● Document passage:
The Economic Loss Doctrine in Alaska and the Design Professional Exception

Publication year2017

§ 34 Alaska L. Rev. 67. THE ECONOMIC LOSS DOCTRINE IN ALASKA AND THE DESIGN PROFESSIONAL EXCEPTION

Alaska Law Review
Volume 34, No. 1, June 2017
Cited: 34 Alaska L. Rev. 67


THE ECONOMIC LOSS DOCTRINE IN ALASKA AND THE DESIGN PROFESSIONAL EXCEPTION


ASHLEY K. Sundquist [*]


ABSTRACT

The economic loss doctrine has prevented countless plaintiffs from recovering their economic losses in tort. However, over the last several decades, numerous courts have found exceptions to this doctrine. Alaska currently provides two important exceptions: the independent duty exception and the design professional exception. These two exceptions as applied provide for inconsistent results which create liability for design professionals and cut off liability for non-design professionals. Providing the same approach and analysis for all professionals creates greater consistency and predictability and provides an opportunity for design professionals to limit their exposure to negligence claims.

I.INTRODUCTION

Sally invests her entire life savings into a business. The business hires an attorney. The attorney provides negligent legal advice because he is distracted during the meeting. Sally follows the negligent legal advice, resulting in the failure of the business and the loss of her entire life savings. Sally has no contract remedies available to her because she is not in privity of contract with the attorney, so her only recourse is in tort. In Alaska, Sally will not be able to recover her economic losses in tort because the economic loss doctrine bars her recovery against non-design professionals.

In a different scenario, Sally is a sub-subcontractor on a construction project with no direct contract with the architect. The architect on the project creates faulty designs and is negligent in developing the plans it provides to Sally. Sally follows the architect's design, but various issues arise due to design defects and Sally incurs significant costs as a result. In this scenario, Sally will be able to recover her economic loss against the architect because Alaska recognizes an exception to the economic loss doctrine for design professionals.

● Goal 1: In the records, take the lines starting with the line containing "For each instance of the row" and going on through the line containing "(1183, 762)", and write them out again with "pin" substituted for "marker" and everything else left the same.
The article and the records are unrelated to each other.

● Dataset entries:
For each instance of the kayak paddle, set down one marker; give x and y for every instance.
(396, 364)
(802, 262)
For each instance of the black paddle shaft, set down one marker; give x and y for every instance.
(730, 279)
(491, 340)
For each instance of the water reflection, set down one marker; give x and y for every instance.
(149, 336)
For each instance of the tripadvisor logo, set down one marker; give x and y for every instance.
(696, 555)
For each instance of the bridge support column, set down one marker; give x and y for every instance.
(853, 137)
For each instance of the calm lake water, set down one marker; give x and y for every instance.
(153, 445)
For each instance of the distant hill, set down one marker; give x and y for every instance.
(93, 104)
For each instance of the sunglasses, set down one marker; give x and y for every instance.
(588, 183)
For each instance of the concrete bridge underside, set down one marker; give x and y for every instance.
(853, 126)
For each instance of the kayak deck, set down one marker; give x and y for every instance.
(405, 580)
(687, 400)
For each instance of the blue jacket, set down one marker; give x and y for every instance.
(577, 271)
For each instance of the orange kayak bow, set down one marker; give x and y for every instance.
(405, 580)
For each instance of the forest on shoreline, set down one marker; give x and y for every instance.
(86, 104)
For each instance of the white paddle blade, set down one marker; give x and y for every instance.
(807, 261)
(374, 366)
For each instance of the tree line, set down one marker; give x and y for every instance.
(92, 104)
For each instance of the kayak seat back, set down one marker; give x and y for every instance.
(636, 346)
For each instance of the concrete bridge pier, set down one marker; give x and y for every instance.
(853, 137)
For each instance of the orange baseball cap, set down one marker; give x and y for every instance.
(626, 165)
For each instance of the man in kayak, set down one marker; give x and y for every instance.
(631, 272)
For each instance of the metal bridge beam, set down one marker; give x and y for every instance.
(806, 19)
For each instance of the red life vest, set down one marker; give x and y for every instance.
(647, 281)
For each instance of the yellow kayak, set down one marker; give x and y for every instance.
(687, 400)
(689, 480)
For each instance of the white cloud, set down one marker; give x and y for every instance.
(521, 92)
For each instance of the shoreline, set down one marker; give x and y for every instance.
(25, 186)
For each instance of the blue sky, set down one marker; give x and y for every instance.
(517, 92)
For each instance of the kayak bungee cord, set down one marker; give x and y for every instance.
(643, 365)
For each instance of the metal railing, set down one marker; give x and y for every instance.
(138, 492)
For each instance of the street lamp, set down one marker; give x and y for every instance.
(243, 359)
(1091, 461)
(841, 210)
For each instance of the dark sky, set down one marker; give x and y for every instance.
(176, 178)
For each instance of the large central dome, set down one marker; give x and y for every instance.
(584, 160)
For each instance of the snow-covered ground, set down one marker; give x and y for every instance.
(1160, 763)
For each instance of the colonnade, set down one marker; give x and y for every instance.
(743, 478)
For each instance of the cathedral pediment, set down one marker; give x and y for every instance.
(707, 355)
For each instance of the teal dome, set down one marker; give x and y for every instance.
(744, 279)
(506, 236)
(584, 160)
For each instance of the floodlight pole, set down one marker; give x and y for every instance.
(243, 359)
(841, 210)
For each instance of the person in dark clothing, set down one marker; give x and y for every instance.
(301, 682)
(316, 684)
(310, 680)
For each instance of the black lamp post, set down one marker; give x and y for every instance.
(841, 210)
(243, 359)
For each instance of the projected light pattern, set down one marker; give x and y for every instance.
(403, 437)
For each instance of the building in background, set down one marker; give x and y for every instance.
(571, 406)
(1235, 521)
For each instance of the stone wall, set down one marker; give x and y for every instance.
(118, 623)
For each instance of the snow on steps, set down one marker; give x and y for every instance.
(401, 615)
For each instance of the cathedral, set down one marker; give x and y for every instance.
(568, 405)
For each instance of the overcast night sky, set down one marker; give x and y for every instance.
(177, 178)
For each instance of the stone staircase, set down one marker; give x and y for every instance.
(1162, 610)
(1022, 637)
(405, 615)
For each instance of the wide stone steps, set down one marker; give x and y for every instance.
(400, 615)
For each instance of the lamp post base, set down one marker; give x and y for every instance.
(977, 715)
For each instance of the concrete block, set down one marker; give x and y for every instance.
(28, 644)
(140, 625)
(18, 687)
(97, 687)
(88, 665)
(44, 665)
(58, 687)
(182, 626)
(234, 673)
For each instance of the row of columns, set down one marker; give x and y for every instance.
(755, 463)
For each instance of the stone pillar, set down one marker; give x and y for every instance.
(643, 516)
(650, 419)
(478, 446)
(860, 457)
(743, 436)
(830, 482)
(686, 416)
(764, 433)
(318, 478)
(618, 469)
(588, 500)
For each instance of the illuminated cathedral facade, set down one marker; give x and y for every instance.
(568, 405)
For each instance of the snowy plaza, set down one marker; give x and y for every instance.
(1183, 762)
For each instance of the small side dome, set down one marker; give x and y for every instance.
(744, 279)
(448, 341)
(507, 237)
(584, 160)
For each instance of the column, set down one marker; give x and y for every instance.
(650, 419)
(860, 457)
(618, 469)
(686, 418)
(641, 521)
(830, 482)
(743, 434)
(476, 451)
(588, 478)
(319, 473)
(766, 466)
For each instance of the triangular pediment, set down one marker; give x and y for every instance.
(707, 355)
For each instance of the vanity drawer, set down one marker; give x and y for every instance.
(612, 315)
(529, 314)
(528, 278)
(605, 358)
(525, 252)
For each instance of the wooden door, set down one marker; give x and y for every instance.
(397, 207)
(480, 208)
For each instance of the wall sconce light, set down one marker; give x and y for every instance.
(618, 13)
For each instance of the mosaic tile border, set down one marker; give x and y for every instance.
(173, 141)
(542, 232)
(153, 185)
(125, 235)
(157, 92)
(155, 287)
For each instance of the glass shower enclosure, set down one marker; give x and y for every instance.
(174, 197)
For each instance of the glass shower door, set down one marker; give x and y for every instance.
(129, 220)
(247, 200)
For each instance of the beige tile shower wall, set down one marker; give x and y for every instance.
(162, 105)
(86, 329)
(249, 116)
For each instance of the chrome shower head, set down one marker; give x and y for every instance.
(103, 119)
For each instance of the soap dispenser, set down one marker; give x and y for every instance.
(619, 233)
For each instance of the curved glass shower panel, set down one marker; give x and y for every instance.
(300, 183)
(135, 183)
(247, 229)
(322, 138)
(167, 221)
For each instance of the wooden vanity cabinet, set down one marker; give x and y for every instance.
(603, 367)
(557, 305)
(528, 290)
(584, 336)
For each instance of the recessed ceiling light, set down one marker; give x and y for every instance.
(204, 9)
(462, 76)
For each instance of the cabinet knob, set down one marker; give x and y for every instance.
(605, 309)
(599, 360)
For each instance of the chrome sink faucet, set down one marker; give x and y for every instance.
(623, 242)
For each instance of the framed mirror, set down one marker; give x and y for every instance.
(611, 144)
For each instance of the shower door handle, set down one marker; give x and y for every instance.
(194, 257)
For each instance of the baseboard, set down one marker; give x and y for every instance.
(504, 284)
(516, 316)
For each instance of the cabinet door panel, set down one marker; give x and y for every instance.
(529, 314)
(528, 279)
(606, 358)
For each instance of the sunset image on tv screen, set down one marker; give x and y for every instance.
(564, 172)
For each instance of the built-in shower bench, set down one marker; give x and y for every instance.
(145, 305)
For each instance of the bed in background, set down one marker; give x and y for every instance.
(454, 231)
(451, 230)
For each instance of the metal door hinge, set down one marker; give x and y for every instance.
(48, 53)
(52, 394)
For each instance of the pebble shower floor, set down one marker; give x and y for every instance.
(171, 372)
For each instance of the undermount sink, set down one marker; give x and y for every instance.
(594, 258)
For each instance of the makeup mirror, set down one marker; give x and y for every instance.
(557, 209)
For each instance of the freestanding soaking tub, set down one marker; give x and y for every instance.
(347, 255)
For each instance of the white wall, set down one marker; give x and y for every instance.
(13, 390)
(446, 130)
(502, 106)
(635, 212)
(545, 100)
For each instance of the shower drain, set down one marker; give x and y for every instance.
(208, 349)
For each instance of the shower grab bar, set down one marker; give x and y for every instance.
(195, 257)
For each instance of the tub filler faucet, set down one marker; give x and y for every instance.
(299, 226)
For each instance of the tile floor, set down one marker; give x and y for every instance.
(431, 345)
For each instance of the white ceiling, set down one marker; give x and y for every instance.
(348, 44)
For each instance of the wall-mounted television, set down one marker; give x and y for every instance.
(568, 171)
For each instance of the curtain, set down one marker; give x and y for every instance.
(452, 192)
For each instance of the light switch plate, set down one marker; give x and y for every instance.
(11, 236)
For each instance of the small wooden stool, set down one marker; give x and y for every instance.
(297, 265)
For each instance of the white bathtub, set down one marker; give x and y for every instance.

● Goal 2: Return the full article on the economic loss doctrine word for word.

● Final result 1:
For each instance of the row of columns, set down one pin; give x and y for every instance.
(755, 463)
For each instance of the stone pillar, set down one pin; give x and y for every instance.
(643, 516)
(650, 419)
(478, 446)
(860, 457)
(743, 436)
(830, 482)
(686, 416)
(764, 433)
(318, 478)
(618, 469)
(588, 500)
For each instance of the illuminated cathedral facade, set down one pin; give x and y for every instance.
(568, 405)
For each instance of the snowy plaza, set down one pin; give x and y for every instance.
(1183, 762)

● Final result 2:
The Economic Loss Doctrine in Alaska and the Design Professional Exception

Publication year2017

§ 34 Alaska L. Rev. 67. THE ECONOMIC LOSS DOCTRINE IN ALASKA AND THE DESIGN PROFESSIONAL EXCEPTION

Alaska Law Review
Volume 34, No. 1, June 2017
Cited: 34 Alaska L. Rev. 67


THE ECONOMIC LOSS DOCTRINE IN ALASKA AND THE DESIGN PROFESSIONAL EXCEPTION


ASHLEY K. Sundquist [*]


ABSTRACT

The economic loss doctrine has prevented countless plaintiffs from recovering their economic losses in tort. However, over the last several decades, numerous courts have found exceptions to this doctrine. Alaska currently provides two important exceptions: the independent duty exception and the design professional exception. These two exceptions as applied provide for inconsistent results which create liability for design professionals and cut off liability for non-design professionals. Providing the same approach and analysis for all professionals creates greater consistency and predictability and provides an opportunity for design professionals to limit their exposure to negligence claims.

I.INTRODUCTION

Sally invests her entire life savings into a business. The business hires an attorney. The attorney provides negligent legal advice because he is distracted during the meeting. Sally follows the negligent legal advice, resulting in the failure of the business and the loss of her entire life savings. Sally has no contract remedies available to her because she is not in privity of contract with the attorney, so her only recourse is in tort. In Alaska, Sally will not be able to recover her economic losses in tort because the economic loss doctrine bars her recovery against non-design professionals.

In a different scenario, Sally is a sub-subcontractor on a construction project with no direct contract with the architect. The architect on the project creates faulty designs and is negligent in developing the plans it provides to Sally. Sally follows the architect's design, but various issues arise due to design defects and Sally incurs significant costs as a result. In this scenario, Sally will be able to recover her economic loss against the architect because Alaska recognizes an exception to the economic loss doctrine for design professionals.